◆ What you need to do ◆
1 – Answer the following questions using the text on NGINX configuration, which appears before the records.
(a) What built-in variable does the text recommend for avoiding any capturing or matching?
(b) According to the text, why is the if directive inefficient?
(c) What three things does the text say try_files allows?
2 – Summarize the text on NGINX configuration, found ahead of the records, in two sentences.
3 – Continue the text on NGINX configuration, placed before the records, from the point where it stops.

When NGINX receives a request no matter what is the subdomain being requested, be it www.example.com or just the plain example.com this if directive is always evaluated. Since you’re requesting NGINX to check for the Host header for every request. It’s extremely inefficient.

Instead use two server directives like the example below. This approach decreases NGINX processing requirements.

Example

Bad configuration:

server {

  server_name                 domain.com www.domain.com;

  if ($host = www.domain.com) {

    return                    301 https://domain.com$request_uri;

  }

  server_name                 domain.com;

  ...

}

Good configuration:

server {

    server_name               www.domain.com;

    return                    301 $scheme://domain.com$request_uri;

    # If you force your web traffic to use HTTPS:
    #                         301 https://domain.com$request_uri;

    ...

}

server {

    listen                    192.168.252.10:80;

    server_name               domain.com;

    ...

}
External resources

🔰 Use $request_uri to avoid using regular expressions

Rationale

With built-in variable $request_uri we can effectively avoid doing any capturing or matching at all. By default, the regex is costly and will slow down the performance.

This rule is addressing passing the URL unchanged to a new host, sure return is more efficient just passing through the existing URI.

I think the best explanation comes from the official documentation:

Don’t feel bad here, it’s easy to get confused with regular expressions. In fact, it’s so easy to do that we should make an effort to keep them neat and clean.

Example

Bad configuration:

# 1)
rewrite ^/(.*)$ https://example.com/$1 permanent;

# 2)
rewrite ^ https://example.com$request_uri? permanent;

Good configuration:

return 301 https://example.com$request_uri;
External resources

🔰 Use try_files directive to ensure a file exists

Rationale

try_files is definitely a very useful thing. You can use try_files directive to check a file exists in a specified order.

You should use try_files instead of if directive. It's definitely better way than using if for this action because if directive is extremely inefficient since it is evaluated every time for every request.

The advantage of using try_files is that the behavior switches immediately with one command. I think the code is more readable also.

try_files allows you:

  • to check if the file exists from a predefined list
  • to check if the file exists from a specified directory
  • to use an internal redirect if none of the files are found
Example

Bad configuration:

  ...

  root /var/www/example.com;

  location /images {

    if (-f $request_filename) {

      expires 30d;
      break;

    }

  ...

}

Good configuration:

  ...

◆ Provided material ◆
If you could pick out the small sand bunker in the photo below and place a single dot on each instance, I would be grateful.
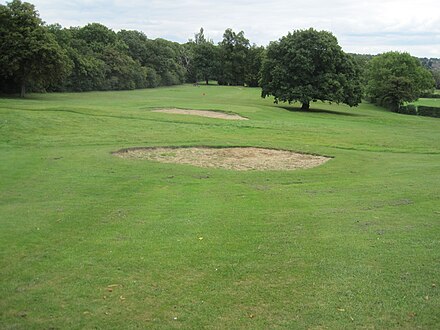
(202, 113)
(236, 158)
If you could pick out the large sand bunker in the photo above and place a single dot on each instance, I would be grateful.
(202, 113)
(235, 158)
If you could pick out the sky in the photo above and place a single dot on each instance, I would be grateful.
(365, 27)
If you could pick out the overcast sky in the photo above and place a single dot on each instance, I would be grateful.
(368, 27)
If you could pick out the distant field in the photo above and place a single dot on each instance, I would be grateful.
(90, 240)
(427, 102)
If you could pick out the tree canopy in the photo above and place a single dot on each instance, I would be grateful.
(309, 65)
(394, 78)
(29, 52)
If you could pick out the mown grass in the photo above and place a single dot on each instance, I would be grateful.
(429, 102)
(91, 240)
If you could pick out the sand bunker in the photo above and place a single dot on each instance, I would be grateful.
(236, 158)
(202, 113)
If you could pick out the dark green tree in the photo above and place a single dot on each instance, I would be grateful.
(204, 61)
(394, 78)
(309, 65)
(30, 54)
(436, 75)
(233, 52)
(253, 66)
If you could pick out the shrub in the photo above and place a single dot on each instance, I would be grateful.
(409, 109)
(428, 111)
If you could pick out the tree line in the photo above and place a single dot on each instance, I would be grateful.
(304, 66)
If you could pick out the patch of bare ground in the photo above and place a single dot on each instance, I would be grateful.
(235, 158)
(202, 113)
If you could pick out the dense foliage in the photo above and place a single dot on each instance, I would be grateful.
(309, 65)
(303, 66)
(394, 78)
(29, 53)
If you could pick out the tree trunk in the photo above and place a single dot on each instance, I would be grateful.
(23, 88)
(305, 106)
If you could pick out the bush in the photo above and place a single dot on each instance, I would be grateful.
(429, 111)
(430, 96)
(409, 109)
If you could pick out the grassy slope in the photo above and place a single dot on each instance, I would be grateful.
(427, 102)
(353, 243)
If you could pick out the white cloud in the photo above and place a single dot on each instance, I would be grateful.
(365, 27)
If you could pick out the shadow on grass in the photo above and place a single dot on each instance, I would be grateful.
(317, 110)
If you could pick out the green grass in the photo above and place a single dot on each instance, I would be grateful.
(350, 244)
(429, 102)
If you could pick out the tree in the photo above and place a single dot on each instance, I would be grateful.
(253, 66)
(309, 65)
(233, 51)
(436, 75)
(29, 52)
(204, 57)
(394, 78)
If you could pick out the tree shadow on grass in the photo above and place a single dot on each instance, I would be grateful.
(317, 110)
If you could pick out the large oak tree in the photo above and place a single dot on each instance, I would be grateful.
(29, 52)
(309, 65)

◆ Outputs ◆
1 –
(a) $request_uri.
(b) It is evaluated every time, for every request.
(c) It allows checking whether a file exists from a predefined list, checking whether a file exists from a specified directory, and using an internal redirect if none of the files are found.

2 – The text advises against the if directive in NGINX, since it is evaluated for every request, and recommends separate server directives for redirecting www.domain.com to domain.com. It also recommends return 301 with the built-in $request_uri variable instead of costly regular-expression rewrites, and try_files instead of if for checking whether a file exists.

3 –
  root /var/www/example.com;

  location /images {

    try_files $uri =404;

  ...

}
External resources

🔰 Use return directive instead of rewrite for redirects

Rationale

You should use server blocks and return statements as they're way simpler and faster than evaluating RegEx via location blocks. This directive stops processing and returns the specified code to a client.

Example

Bad configuration:

server {

  ...

  if ($host = api.domain.com) {

    rewrite     ^/(.*)$ http://example.com/$1 permanent;

  }

  ...

Good configuration:

server {

  ...

  if ($host = api.domain.com) {

    return      403;

    # or other examples:
    #   return    301 https://domain.com$request_uri;
    #   return    301 $scheme://$host$request_uri;

  }

  ...
External resources

🔰 Enable PCRE JIT to speed up processing of regular expressions

Rationale

Enables the use of JIT for regular expressions to speed-up their processing.

By compiling NGINX with the PCRE library, you can perform complex manipulations with your location blocks and use the powerful rewrite and return directives.

PCRE JIT can speed up processing of regular expressions significantly. NGINX with pcre_jit is magnitudes faster than without it.

If you’ll try to use pcre_jit on; without JIT available, or if NGINX was compiled with JIT available, but currently loaded PCRE library does not support JIT, will warn you during configuration parsing.

The --with-pcre-jit is only needed when you compile PCRE library using NGNIX configure (./configure --with-pcre=). When using a system PCRE library whether or not JIT is supported depends on how the library was compiled.

From NGINX documentation:

The JIT is available in PCRE libraries starting from version 8.20 built with the --enable-jit configuration parameter. When the PCRE library is built with nginx (--with-pcre=), the JIT support is enabled via the --with-pcre-jit configuration parameter.

Example
# In global context:
pcre_jit on;
External resources

🔰 Make an exact location match to speed up the selection process

Rationale

Exact location matches are often used to speed up the selection process by immediately ending the execution of the algorithm.

Example
# Matches the query / only and stops searching:
location = / {

  ...

}

# Matches the query /v9 only and stops searching:
location = /v9 {

  ...

}

...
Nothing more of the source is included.